## [Exercise requirements]
Reproduce the following material line for line without changing anything, and leave out the pictures.

## [Raw records]

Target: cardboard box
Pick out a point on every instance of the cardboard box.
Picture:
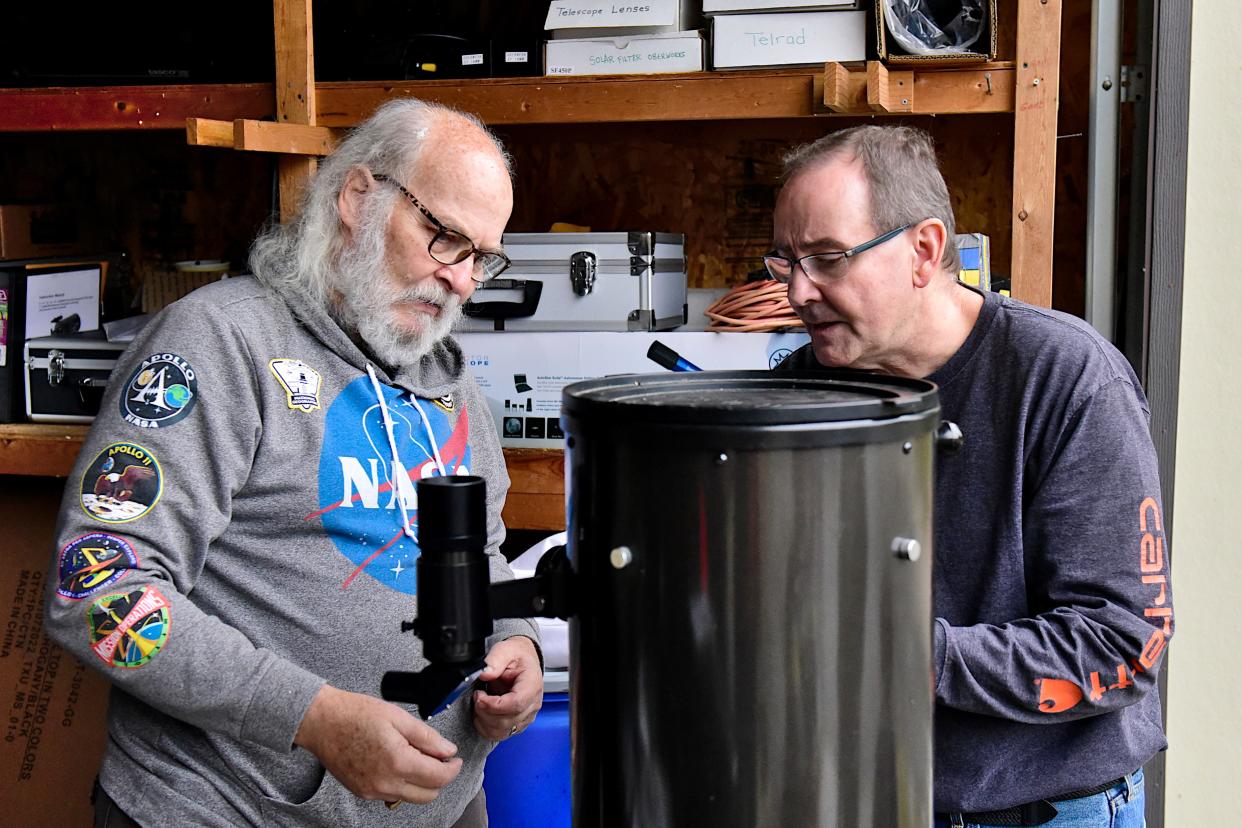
(54, 705)
(579, 19)
(635, 55)
(788, 39)
(892, 52)
(742, 6)
(522, 375)
(34, 231)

## [Reply to the task]
Target: cardboard box
Pick out a point on every instance of the cardboard box.
Picture:
(54, 705)
(579, 19)
(635, 55)
(788, 39)
(892, 52)
(742, 6)
(522, 375)
(34, 231)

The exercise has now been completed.